**WRITTEN INSTRUCTION A**
Copy out every line of the listing that contains the string "point".

# Start of DOCUMENT

SEC. 901. APPROPRIATION BY STATE LEGISLATURES.

    (a) In General.--Any funds received by a State under the provisions 
of law specified in subsection (b) shall be subject to appropriation by 
the State legislature, consistent with the terms and conditions 
required under such provisions of law.
    (b) Provisions of Law.--The provisions of law specified in this 
subsection are the following:
        (1) Part A of title IV of the Social Security Act (relating to 
    block grants for temporary assistance for needy families).
        (2) The Child Care and Development Block Grant Act of 1990 
    (relating to block grants for child care).

SEC. 902. SANCTIONING FOR TESTING POSITIVE FOR CONTROLLED SUBSTANCES.

    Notwithstanding any other provision of law, States shall not be 
prohibited by the Federal Government from testing welfare recipients 
for use of controlled substances nor from sanctioning welfare 
recipients who test positive for use of controlled substances.

SEC. 903. ELIMINATION OF HOUSING ASSISTANCE WITH RESPECT TO FUGITIVE 
              FELONS AND PROBATION AND PAROLE VIOLATORS.

# End of DOCUMENT
# Start of SOURCE MATERIAL

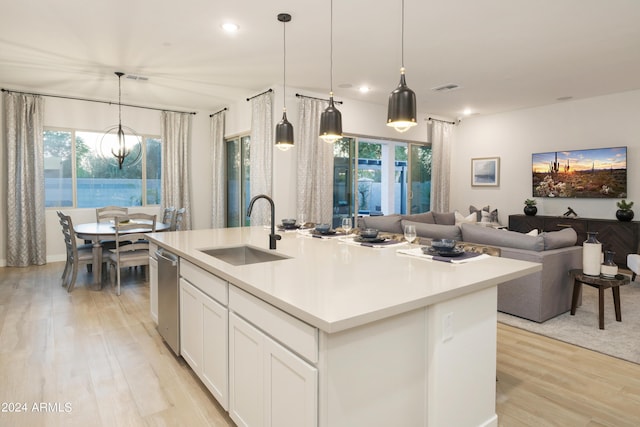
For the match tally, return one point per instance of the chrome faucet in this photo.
(273, 236)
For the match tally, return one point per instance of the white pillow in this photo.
(471, 218)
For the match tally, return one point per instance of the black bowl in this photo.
(443, 245)
(323, 228)
(288, 222)
(369, 233)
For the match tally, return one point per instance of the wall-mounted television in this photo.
(592, 173)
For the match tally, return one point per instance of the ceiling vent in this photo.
(446, 88)
(133, 77)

# End of SOURCE MATERIAL

**WRITTEN INSTRUCTION B**
In one to three sentences, explain why the statute text says funds a State receives under the Child Care and Development Block Grant Act of 1990 are subject to appropriation by the State legislature.

**EXERCISE SOLUTION A**
For the match tally, return one point per instance of the chrome faucet in this photo.
For the match tally, return one point per instance of the white pillow in this photo.
For the match tally, return one point per instance of the black bowl in this photo.
For the match tally, return one point per instance of the wall-mounted television in this photo.
For the match tally, return one point per instance of the ceiling vent in this photo.

**EXERCISE SOLUTION B**
Subsection (a) makes any funds a State receives under the provisions of law specified in subsection (b) subject to appropriation by the State legislature. Subsection (b)(2) names the Child Care and Development Block Grant Act of 1990, which relates to block grants for child care. The appropriation must also be consistent with the terms and conditions required under that Act.